WHAT TO DO.
Duplicate every row below line for line, keeping each character unchanged.

[Records from a point labeling set]
* * *

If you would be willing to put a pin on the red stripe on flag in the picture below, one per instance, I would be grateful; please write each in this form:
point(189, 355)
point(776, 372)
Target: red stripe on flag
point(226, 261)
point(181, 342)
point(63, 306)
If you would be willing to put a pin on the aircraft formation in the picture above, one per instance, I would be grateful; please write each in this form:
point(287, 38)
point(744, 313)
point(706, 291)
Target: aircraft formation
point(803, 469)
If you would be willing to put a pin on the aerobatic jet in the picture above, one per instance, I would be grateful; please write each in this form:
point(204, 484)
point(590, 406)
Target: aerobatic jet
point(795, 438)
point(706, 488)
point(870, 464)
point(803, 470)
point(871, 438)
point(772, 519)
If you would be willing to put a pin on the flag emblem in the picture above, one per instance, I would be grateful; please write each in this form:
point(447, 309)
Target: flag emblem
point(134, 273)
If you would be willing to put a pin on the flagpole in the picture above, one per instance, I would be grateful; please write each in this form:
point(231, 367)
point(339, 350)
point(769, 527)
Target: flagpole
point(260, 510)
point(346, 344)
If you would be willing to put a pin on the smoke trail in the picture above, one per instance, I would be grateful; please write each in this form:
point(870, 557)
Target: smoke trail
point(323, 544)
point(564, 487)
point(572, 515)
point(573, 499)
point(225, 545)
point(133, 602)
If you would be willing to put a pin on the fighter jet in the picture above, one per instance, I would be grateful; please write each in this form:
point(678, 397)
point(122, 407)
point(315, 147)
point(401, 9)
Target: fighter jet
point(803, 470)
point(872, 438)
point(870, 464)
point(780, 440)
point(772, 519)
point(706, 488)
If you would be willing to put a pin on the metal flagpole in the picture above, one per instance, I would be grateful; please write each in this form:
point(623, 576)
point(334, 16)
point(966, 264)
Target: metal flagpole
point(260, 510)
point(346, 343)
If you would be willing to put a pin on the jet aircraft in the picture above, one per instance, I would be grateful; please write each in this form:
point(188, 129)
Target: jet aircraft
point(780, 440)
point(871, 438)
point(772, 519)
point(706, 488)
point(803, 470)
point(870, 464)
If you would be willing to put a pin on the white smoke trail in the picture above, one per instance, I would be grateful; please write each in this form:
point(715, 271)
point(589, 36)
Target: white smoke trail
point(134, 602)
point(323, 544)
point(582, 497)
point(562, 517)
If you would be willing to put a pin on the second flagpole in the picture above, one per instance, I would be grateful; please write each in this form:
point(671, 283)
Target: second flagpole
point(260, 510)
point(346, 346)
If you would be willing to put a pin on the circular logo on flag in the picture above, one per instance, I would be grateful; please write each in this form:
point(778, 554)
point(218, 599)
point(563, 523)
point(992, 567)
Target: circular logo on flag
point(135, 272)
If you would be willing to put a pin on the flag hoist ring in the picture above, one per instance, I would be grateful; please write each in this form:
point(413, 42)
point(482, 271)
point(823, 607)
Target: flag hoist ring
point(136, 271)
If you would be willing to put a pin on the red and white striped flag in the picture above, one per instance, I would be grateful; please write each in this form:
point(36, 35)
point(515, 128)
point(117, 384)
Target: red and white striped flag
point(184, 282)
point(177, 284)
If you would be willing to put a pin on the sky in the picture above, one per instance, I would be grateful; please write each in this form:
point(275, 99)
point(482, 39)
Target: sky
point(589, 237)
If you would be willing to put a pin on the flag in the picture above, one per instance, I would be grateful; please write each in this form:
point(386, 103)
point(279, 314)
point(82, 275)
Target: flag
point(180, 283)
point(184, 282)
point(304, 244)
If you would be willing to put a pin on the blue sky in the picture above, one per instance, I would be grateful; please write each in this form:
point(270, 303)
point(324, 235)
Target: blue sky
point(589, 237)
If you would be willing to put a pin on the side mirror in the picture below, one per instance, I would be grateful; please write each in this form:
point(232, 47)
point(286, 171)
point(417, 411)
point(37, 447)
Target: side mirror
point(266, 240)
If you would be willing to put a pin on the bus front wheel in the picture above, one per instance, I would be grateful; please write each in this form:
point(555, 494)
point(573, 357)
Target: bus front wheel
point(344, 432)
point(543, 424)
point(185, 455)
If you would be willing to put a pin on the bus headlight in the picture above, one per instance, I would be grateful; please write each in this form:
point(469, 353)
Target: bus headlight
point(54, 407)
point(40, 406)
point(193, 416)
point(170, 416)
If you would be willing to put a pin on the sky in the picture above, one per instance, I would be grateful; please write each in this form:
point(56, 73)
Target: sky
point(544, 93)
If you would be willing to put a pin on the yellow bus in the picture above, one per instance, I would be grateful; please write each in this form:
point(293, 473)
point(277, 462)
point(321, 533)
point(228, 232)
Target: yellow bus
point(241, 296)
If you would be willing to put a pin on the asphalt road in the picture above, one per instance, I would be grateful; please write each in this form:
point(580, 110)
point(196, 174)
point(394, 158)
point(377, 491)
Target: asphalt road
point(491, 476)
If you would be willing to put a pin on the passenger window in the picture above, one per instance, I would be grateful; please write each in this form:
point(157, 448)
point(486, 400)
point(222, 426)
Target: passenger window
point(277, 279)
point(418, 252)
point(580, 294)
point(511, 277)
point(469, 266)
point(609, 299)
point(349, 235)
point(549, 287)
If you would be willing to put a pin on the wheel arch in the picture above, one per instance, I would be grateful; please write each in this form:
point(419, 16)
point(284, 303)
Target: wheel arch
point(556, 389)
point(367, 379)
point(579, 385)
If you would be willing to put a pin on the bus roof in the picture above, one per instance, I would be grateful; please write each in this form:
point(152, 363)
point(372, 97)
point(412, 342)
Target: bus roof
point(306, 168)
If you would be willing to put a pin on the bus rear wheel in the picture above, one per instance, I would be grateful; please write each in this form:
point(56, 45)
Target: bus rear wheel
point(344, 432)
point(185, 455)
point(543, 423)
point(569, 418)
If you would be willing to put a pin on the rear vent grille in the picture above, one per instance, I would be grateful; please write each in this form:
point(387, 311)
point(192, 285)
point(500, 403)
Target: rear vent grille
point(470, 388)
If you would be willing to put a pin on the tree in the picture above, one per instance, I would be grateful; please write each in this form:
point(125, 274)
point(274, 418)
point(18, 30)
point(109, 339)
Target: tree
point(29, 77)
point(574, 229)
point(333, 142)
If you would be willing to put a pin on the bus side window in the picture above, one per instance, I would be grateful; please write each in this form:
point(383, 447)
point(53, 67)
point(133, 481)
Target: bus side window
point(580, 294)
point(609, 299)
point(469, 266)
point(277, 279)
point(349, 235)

* * *

SOLUTION FOR THIS TASK.
If you would be willing to put a pin on the red stripe on flag in the picture below, one per instance, I would be grateful; please write each in this form:
point(189, 355)
point(776, 372)
Target: red stripe on flag
point(226, 261)
point(181, 342)
point(63, 306)
If you would be willing to put a pin on the aircraft formation in the picture above, one per instance, I would be grateful; please write each in this form:
point(287, 38)
point(744, 313)
point(706, 291)
Target: aircraft formation
point(803, 469)
If you would be willing to put a pin on the aerobatic jet in the picture above, one per instance, I would be grateful; please write each in this form:
point(204, 484)
point(590, 406)
Target: aerobatic jet
point(795, 438)
point(706, 488)
point(870, 464)
point(803, 470)
point(871, 438)
point(772, 519)
If you would be willing to put a pin on the flag emblem in the picture above, one per instance, I would be grateful; please write each in this form:
point(447, 309)
Target: flag emblem
point(134, 273)
If you would be willing to put a pin on the flagpole in the picture above, one per instance, I would be grateful; please write each in this form:
point(231, 367)
point(339, 350)
point(769, 527)
Target: flagpole
point(260, 510)
point(346, 344)
If you would be willing to put a pin on the smoke trail in the picture above, one per instance, I would be grateful; please write each in this form:
point(870, 557)
Target: smoke trail
point(323, 544)
point(564, 487)
point(572, 515)
point(573, 499)
point(225, 545)
point(133, 602)
If you would be willing to put a pin on the fighter jet in the picture above, one per instance, I would be grateful; please write each in this form:
point(678, 397)
point(122, 407)
point(315, 147)
point(401, 9)
Target: fighter jet
point(803, 470)
point(872, 438)
point(870, 464)
point(780, 440)
point(772, 519)
point(706, 488)
If you would be willing to put a pin on the metal flagpole in the picture above, one per instance, I would be grateful; please write each in this form:
point(623, 576)
point(334, 16)
point(966, 264)
Target: metal flagpole
point(260, 510)
point(346, 343)
If you would be willing to put a pin on the jet aircraft in the picture above, one per instance, I would be grateful; please write each in this form:
point(188, 129)
Target: jet aircraft
point(780, 440)
point(871, 438)
point(772, 519)
point(706, 488)
point(803, 470)
point(870, 464)
If you would be willing to put a pin on the white smoke trail in the picture above, one per instance, I would be grateful; please write each in this form:
point(715, 271)
point(589, 36)
Target: white smoke trail
point(134, 602)
point(323, 544)
point(582, 497)
point(562, 517)
If you would be willing to put a pin on the second flagpole in the picture above, one per instance, I would be grateful; please write each in this form:
point(671, 283)
Target: second flagpole
point(260, 510)
point(346, 346)
If you would be willing to put a pin on the circular logo on flag in the picture above, one per instance, I would be grateful; please write each in this form:
point(778, 554)
point(218, 599)
point(563, 523)
point(992, 567)
Target: circular logo on flag
point(135, 272)
If you would be willing to put a pin on the flag hoist ring in the picture above, one per instance, I would be grateful; please write each in this form:
point(413, 42)
point(482, 271)
point(823, 607)
Target: flag hoist ring
point(136, 271)
If you would be willing to put a pin on the red and white striped flag in the picture above, one per instance, I would be grateful; please write each in this form:
point(36, 35)
point(515, 128)
point(117, 384)
Target: red and white striped flag
point(184, 282)
point(177, 284)
If you would be willing to put a pin on the sky in the picture above, one per instance, I would be grateful; please write each in this form:
point(275, 99)
point(482, 39)
Target: sky
point(589, 237)
If you would be willing to put a pin on the flag in the picture above, one per instance, I would be grateful; please write each in this form:
point(386, 103)
point(279, 314)
point(82, 275)
Target: flag
point(180, 283)
point(184, 282)
point(304, 244)
If you would be willing to put a pin on the blue sky in the picture above, one per instance, I would be grateful; please write each in this form:
point(270, 303)
point(324, 235)
Target: blue sky
point(589, 237)
If you would be willing to put a pin on the side mirror in the picture below, one per instance, I would be grateful; please write each in this form:
point(232, 47)
point(286, 171)
point(417, 411)
point(37, 447)
Target: side mirror
point(266, 240)
If you would be willing to put a pin on the bus front wheel in the picture above, one per instance, I would be grateful; please write each in this form:
point(555, 494)
point(573, 357)
Target: bus front wheel
point(344, 432)
point(543, 424)
point(185, 455)
If you would be willing to put a pin on the bus headlight in the picture above, one per instance, I would be grateful; please write each in this form:
point(469, 353)
Target: bus headlight
point(54, 407)
point(40, 406)
point(193, 416)
point(170, 416)
If you would be willing to put a pin on the sky in the picture above, one per instance, I would be grateful; please write each in this form:
point(56, 73)
Target: sky
point(544, 93)
If you would be willing to put a pin on the yellow bus in the picture above, one per instance, I would be grateful; please write each in this form:
point(293, 473)
point(277, 462)
point(321, 533)
point(228, 232)
Target: yellow bus
point(241, 296)
If you would be willing to put a pin on the asphalt road in the picture above, one per instance, I would be grateful; please write each in this form:
point(580, 110)
point(196, 174)
point(394, 158)
point(377, 491)
Target: asphalt road
point(491, 476)
If you would be willing to put a pin on the passenger window in the picture above, one per instance, I would be grateful; please write each in this form:
point(157, 448)
point(486, 400)
point(222, 426)
Target: passenger window
point(277, 279)
point(418, 252)
point(580, 294)
point(511, 277)
point(469, 266)
point(609, 299)
point(349, 235)
point(549, 287)
If you would be willing to put a pin on the wheel arch in the picture above, one per instance, I would be grateful; please write each in this form:
point(419, 16)
point(284, 303)
Target: wheel arch
point(556, 389)
point(367, 379)
point(579, 385)
If you would be willing to put a pin on the bus roof in the picture above, one per instance, I would be grateful; please write each in this form:
point(152, 363)
point(372, 97)
point(412, 342)
Target: bus roof
point(306, 168)
If you would be willing to put a pin on the bus rear wheel in the picture above, one per instance, I would be grateful; please write each in this form:
point(56, 45)
Target: bus rear wheel
point(344, 432)
point(185, 455)
point(543, 423)
point(569, 418)
If you would be willing to put a pin on the rear vent grille in the picture above, one per instance, I would be grateful; please write each in this form:
point(387, 311)
point(192, 285)
point(500, 403)
Target: rear vent grille
point(470, 388)
If you would be willing to put a pin on the tree in the picture above, one per instance, I would be grateful; please write each in this form:
point(125, 274)
point(274, 418)
point(18, 30)
point(109, 339)
Target: tree
point(29, 77)
point(574, 229)
point(333, 142)
If you would be willing to put a pin on the bus side window in the picture above, one per instance, I would be grateful; please write each in this form:
point(383, 447)
point(53, 67)
point(133, 481)
Target: bus side window
point(580, 294)
point(609, 299)
point(469, 266)
point(277, 279)
point(349, 235)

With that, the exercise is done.